**Set task:** Take down each entry exactly as written.

• • •

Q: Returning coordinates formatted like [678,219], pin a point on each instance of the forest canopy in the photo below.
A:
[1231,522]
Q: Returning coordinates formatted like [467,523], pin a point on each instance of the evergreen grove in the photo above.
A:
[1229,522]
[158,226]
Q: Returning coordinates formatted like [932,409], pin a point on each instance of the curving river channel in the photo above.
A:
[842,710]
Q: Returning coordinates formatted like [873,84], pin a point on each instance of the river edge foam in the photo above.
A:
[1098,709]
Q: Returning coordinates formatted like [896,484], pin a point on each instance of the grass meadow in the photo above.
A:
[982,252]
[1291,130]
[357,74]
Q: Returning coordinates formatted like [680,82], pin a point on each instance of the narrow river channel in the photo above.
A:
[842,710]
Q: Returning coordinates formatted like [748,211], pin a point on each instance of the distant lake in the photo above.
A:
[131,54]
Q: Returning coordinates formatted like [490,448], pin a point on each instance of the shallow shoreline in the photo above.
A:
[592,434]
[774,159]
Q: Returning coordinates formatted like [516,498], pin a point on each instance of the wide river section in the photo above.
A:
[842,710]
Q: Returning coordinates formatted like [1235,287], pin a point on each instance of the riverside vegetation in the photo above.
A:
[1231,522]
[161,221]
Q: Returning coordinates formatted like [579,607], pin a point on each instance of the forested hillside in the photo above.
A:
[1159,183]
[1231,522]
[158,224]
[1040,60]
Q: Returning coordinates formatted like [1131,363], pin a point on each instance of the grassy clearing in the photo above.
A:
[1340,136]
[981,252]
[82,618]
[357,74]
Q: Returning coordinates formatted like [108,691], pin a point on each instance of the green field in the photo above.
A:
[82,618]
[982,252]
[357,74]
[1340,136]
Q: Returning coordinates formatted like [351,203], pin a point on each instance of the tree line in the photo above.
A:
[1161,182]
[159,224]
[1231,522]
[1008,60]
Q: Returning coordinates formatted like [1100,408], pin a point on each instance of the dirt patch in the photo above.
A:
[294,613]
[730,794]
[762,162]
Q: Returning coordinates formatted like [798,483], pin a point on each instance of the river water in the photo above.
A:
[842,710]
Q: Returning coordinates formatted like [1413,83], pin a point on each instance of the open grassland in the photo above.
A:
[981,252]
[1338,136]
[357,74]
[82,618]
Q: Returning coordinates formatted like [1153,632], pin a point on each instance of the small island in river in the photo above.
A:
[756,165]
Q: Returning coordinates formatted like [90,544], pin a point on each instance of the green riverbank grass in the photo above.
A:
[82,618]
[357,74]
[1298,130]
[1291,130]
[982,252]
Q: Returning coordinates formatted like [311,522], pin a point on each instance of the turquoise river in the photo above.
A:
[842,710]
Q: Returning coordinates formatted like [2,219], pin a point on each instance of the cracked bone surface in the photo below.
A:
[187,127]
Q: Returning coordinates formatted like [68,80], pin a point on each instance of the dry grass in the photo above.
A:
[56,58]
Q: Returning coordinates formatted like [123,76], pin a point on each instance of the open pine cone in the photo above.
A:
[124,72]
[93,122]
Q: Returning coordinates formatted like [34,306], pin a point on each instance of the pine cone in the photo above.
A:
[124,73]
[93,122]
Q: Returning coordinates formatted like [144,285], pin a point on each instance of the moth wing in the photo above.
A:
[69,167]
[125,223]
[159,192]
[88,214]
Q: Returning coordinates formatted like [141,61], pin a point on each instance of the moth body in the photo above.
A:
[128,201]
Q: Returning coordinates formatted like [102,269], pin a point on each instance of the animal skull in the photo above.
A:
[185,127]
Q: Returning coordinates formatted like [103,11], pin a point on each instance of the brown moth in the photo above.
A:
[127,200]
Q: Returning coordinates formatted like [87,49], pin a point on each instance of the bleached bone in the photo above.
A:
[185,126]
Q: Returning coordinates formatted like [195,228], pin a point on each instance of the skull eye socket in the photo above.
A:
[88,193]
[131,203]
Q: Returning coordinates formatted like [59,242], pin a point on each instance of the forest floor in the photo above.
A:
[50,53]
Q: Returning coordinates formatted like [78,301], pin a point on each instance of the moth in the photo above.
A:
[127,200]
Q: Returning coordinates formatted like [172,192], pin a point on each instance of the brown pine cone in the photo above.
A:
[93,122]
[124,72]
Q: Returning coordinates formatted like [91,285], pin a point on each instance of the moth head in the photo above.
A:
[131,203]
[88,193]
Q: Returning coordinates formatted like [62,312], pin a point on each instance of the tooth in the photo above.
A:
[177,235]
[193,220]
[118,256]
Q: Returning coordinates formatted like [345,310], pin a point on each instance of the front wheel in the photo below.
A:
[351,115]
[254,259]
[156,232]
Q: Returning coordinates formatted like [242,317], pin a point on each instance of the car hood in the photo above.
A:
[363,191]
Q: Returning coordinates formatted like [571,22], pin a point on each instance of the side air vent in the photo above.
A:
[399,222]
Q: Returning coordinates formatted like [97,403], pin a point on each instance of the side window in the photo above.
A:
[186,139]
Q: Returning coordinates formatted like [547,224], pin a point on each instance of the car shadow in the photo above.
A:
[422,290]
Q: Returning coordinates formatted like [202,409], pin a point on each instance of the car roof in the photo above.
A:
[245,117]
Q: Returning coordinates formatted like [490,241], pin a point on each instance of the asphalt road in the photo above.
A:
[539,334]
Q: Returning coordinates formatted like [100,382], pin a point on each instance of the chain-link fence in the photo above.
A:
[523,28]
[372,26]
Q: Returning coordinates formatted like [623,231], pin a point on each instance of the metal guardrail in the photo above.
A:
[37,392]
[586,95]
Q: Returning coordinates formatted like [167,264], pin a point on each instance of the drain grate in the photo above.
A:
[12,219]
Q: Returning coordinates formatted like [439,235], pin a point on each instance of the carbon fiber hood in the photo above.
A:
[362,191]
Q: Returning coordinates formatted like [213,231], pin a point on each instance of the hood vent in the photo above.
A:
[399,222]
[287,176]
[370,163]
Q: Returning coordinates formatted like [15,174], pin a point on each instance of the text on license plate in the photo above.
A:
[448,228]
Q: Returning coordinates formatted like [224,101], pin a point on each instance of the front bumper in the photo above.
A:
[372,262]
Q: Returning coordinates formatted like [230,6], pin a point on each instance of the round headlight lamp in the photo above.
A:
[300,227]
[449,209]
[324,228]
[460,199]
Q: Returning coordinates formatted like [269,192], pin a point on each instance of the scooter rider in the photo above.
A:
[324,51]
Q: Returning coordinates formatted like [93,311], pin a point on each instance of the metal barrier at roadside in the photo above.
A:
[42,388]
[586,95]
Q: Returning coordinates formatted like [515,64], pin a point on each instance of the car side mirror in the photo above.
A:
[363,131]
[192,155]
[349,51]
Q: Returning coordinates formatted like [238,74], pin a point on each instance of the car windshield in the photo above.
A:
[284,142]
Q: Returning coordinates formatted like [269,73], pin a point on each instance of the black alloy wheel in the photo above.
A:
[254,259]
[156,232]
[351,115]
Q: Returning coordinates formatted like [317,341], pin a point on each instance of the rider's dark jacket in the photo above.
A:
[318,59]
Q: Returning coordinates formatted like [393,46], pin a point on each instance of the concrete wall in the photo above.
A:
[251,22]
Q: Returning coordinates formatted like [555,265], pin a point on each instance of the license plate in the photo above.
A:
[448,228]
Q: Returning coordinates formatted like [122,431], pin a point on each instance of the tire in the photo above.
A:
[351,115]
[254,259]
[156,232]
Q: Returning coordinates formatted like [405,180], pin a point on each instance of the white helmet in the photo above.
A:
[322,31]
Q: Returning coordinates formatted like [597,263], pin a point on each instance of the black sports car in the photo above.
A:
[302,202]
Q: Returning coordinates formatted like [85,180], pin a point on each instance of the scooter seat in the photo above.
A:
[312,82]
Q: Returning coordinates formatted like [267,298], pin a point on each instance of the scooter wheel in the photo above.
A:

• • •

**Solution for this task:**
Q: Returning coordinates formatted like [678,219], pin a point on each instance of the forest canopy in the photo below.
A:
[1231,522]
Q: Returning coordinates formatted like [467,523], pin a point on each instance of the evergreen grove in the photo above.
A:
[1229,522]
[158,226]
Q: Returning coordinates formatted like [932,409], pin a point on each instance of the curving river channel in the photo above.
A:
[842,710]
Q: Returning coordinates formatted like [873,84], pin a point on each instance of the river edge foam in the photo above.
A:
[1098,709]
Q: Returning coordinates formatted like [896,484], pin a point on each instance of the grass meadow in the photo above.
A:
[982,252]
[1291,130]
[357,74]
Q: Returning coordinates formatted like [680,82], pin a point on each instance of the narrow river channel in the photo above.
A:
[842,710]
Q: Returning coordinates formatted like [748,211], pin a point on each instance of the distant lake in the photo above.
A:
[131,54]
Q: Returning coordinates formatted like [490,448], pin a point on each instance of the shallow shoreline in the photo above.
A:
[592,434]
[774,159]
Q: Returning coordinates formatted like [516,498], pin a point on each instance of the wide river section in the photo above.
A:
[842,710]
Q: Returning coordinates formatted like [1235,287], pin a point on each instance of the riverside vegetation in the photo above.
A:
[1231,522]
[161,221]
Q: Returning coordinates formatted like [579,607], pin a point on each instance of the forested hillside in the photo above.
A:
[1159,183]
[1231,522]
[158,224]
[1040,60]
Q: Returning coordinates formatted like [1131,363], pin a point on each instance of the grassy clearing in the photo above.
A:
[1340,136]
[981,252]
[82,618]
[357,74]
Q: Returning coordinates formatted like [108,691], pin a point on each instance of the green field in the photo above.
A:
[82,618]
[982,252]
[357,74]
[1340,136]
Q: Returning coordinates formatted like [351,203], pin a point on each instance of the tree line in the photo above.
A:
[1161,182]
[159,224]
[1231,522]
[1008,60]
Q: Returning coordinates formatted like [1100,408], pin a point on each instance of the dirt patch in the photo above.
A:
[294,613]
[730,794]
[762,162]
Q: Returning coordinates formatted like [798,483], pin a point on each instance of the river water in the photo above.
A:
[842,710]
Q: Returning coordinates formatted like [1413,83], pin a point on each instance of the open grassland in the photo above.
A:
[981,252]
[1338,136]
[357,74]
[82,618]
Q: Returning coordinates formatted like [1153,632], pin a point on each instance of the small island in river in the photo above.
A:
[756,165]
Q: Returning coordinates formatted like [90,544], pin a point on each instance of the green riverbank grass in the photo above.
A:
[82,618]
[357,74]
[1298,130]
[1291,130]
[982,252]
Q: Returning coordinates formatted like [311,522], pin a point on each instance of the turquoise river in the photo above.
A:
[842,710]
Q: Returning coordinates formatted like [2,219], pin a point on each instance of the cracked bone surface in the photo below.
A:
[187,127]
Q: Returning coordinates formatted like [68,80], pin a point on each instance of the dry grass in the photo above.
A:
[56,58]
Q: Returning coordinates formatted like [123,76], pin a point on each instance of the open pine cone in the photo above.
A:
[124,72]
[93,122]
Q: Returning coordinates formatted like [34,306], pin a point on each instance of the pine cone in the photo above.
A:
[124,73]
[93,122]
Q: Returning coordinates formatted like [144,285], pin a point on each instance of the moth wing in the photo above.
A:
[69,167]
[125,223]
[159,192]
[88,214]
Q: Returning coordinates formatted like [141,61], pin a point on each instance of the moth body in the photo above.
A:
[128,201]
Q: Returning coordinates formatted like [102,269], pin a point on each instance of the animal skull in the photo above.
A:
[185,127]
Q: Returning coordinates formatted like [103,11], pin a point on each instance of the brown moth in the photo above.
A:
[127,200]
Q: Returning coordinates formatted like [87,49], pin a point on each instance of the bleached bone in the photo above.
A:
[185,126]
Q: Returning coordinates formatted like [195,228], pin a point on each instance of the skull eye socket in the photo above.
A:
[88,193]
[131,203]
Q: Returning coordinates formatted like [59,242], pin a point on each instance of the forest floor in the photo above.
A:
[50,53]
Q: Returning coordinates formatted like [78,301], pin a point on each instance of the moth in the photo above.
A:
[127,200]
Q: Returning coordinates formatted like [172,192], pin a point on each instance of the brown pine cone in the photo above.
A:
[93,122]
[124,72]
Q: Returning coordinates formatted like [91,285], pin a point on each instance of the moth head in the photo above.
A:
[131,203]
[88,193]
Q: Returning coordinates formatted like [62,312], pin a point on each instance of the tooth in the photo above.
A:
[177,235]
[193,220]
[118,256]
Q: Returning coordinates formatted like [345,310], pin a point on each instance of the front wheel in the photo below.
A:
[351,115]
[254,259]
[156,232]
Q: Returning coordinates formatted like [242,317], pin a point on each instance of the car hood in the photo above.
A:
[363,191]
Q: Returning coordinates formatted like [571,22], pin a point on each instance of the side air vent in the photo above.
A:
[399,222]
Q: Returning coordinates formatted like [97,403], pin a point on each instance of the side window in the photo above.
A:
[186,139]
Q: Returning coordinates formatted like [547,224], pin a point on each instance of the car shadow in the photo above.
A:
[422,290]
Q: Returning coordinates formatted like [202,409], pin a point on each instance of the car roof in the photo above.
A:
[245,117]
Q: Returning coordinates formatted like [490,241], pin a point on each instance of the asphalt road in the photo above.
A:
[539,334]
Q: Returning coordinates formatted like [100,382], pin a point on each instance of the chain-link fence in the photo above.
A:
[523,28]
[372,26]
Q: Returning coordinates formatted like [623,231], pin a point on each instance of the metal guardrail in the photo above.
A:
[37,392]
[586,95]
Q: Returning coordinates formatted like [167,264], pin a point on each instance of the drain grate in the photo above.
A:
[12,219]
Q: Returning coordinates formatted like [439,235], pin a point on each instance of the carbon fiber hood in the photo above.
A:
[362,191]
Q: Returning coordinates formatted like [213,231], pin a point on each instance of the hood vent in the photo above.
A:
[399,222]
[287,176]
[370,163]
Q: Returning coordinates formatted like [15,174], pin a point on each instance of the text on license plate in the photo above.
A:
[448,228]
Q: Returning coordinates formatted like [224,101], pin a point on each instance of the front bumper in the photo above.
A:
[372,262]
Q: Returning coordinates formatted like [230,6], pin a point on each instance of the round headlight lamp in the photo above.
A:
[300,227]
[449,209]
[324,228]
[460,199]
Q: Returning coordinates formatted like [269,192], pin a point on each instance of the scooter rider in the photo above.
A:
[324,51]
Q: Returning coordinates formatted like [93,311], pin a point on each instance of the metal barrier at roadside in the photo above.
A:
[42,388]
[586,95]
Q: Returning coordinates formatted like [515,64], pin a point on each instance of the car side mirror in the photo above.
A:
[363,131]
[192,155]
[349,51]
Q: Returning coordinates formatted like [238,74], pin a point on each instance of the car windshield in the photo above.
A:
[284,142]
Q: Returning coordinates formatted like [269,73], pin a point on each instance of the black alloy wheel in the photo above.
A:
[254,259]
[156,232]
[351,115]
Q: Returning coordinates formatted like [317,341], pin a point on each instance of the rider's dark jacket in the photo above.
A:
[318,59]
Q: Returning coordinates formatted like [393,46], pin a point on each instance of the concrete wall in the photo above.
A:
[251,22]
Q: Returning coordinates formatted like [555,265], pin a point on each instance of the license plate in the photo above.
A:
[448,228]
Q: Returning coordinates formatted like [122,431], pin a point on each instance of the tire in the photo above.
A:
[351,115]
[254,259]
[156,232]
Q: Returning coordinates formatted like [405,180], pin a point on each instance of the white helmet in the photo above.
A:
[322,31]
Q: Returning coordinates formatted like [597,263], pin a point on each instance of the black sports car in the photo above.
A:
[302,202]
Q: Returning coordinates formatted like [85,180], pin a point on each instance of the scooter seat in the photo above.
A:
[312,82]
Q: Returning coordinates formatted like [267,298], pin a point on each instance of the scooter wheel in the photo above.
A:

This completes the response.